DIRECTIONS:
Copy every line of the listing below, from the line with "query: utility pole" to the line with "(251, 454), (745, 843)", both included, and offset each coordinate in the answer boxes by adding 80. Leave all other lines unchanged.

DATA FOR PROCESSING:
#####
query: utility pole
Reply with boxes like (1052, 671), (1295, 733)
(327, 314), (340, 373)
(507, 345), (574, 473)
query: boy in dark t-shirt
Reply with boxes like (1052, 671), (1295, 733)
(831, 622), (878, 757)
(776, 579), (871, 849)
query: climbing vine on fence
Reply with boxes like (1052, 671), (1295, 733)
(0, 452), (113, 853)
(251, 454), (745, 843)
#####
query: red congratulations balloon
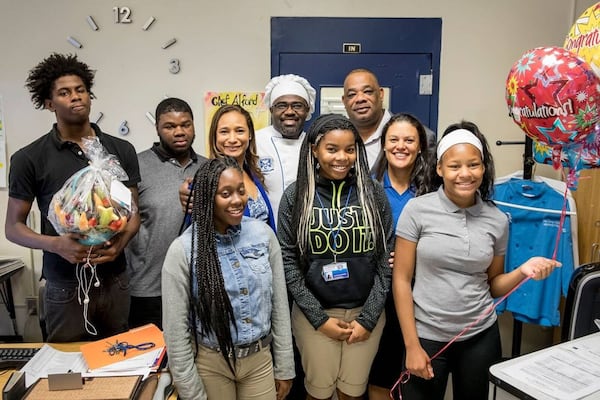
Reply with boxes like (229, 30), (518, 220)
#####
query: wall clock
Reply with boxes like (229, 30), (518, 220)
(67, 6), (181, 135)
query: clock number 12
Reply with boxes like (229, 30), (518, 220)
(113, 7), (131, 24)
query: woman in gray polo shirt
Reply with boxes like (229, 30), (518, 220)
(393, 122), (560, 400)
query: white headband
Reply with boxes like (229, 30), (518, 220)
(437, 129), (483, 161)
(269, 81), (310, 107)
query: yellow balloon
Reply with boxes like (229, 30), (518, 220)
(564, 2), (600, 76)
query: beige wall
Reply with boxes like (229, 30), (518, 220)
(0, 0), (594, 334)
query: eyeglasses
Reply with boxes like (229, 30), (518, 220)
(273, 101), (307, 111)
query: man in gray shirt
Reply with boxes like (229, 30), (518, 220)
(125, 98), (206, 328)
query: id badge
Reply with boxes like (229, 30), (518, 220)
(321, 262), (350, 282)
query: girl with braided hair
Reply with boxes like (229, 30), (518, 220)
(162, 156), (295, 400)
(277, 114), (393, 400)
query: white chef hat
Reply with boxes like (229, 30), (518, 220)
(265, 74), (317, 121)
#####
OUTPUT OF THE TASK:
query: utility pole
Reply with boxes like (1052, 671), (1295, 733)
(407, 394), (420, 453)
(587, 425), (654, 553)
query: boy in dark t-shirt
Reply with boxes like (1052, 671), (1295, 733)
(911, 702), (958, 837)
(856, 659), (951, 929)
query: climbing vine on fence
Reply with boxes like (1052, 671), (1295, 733)
(80, 532), (193, 933)
(331, 534), (825, 923)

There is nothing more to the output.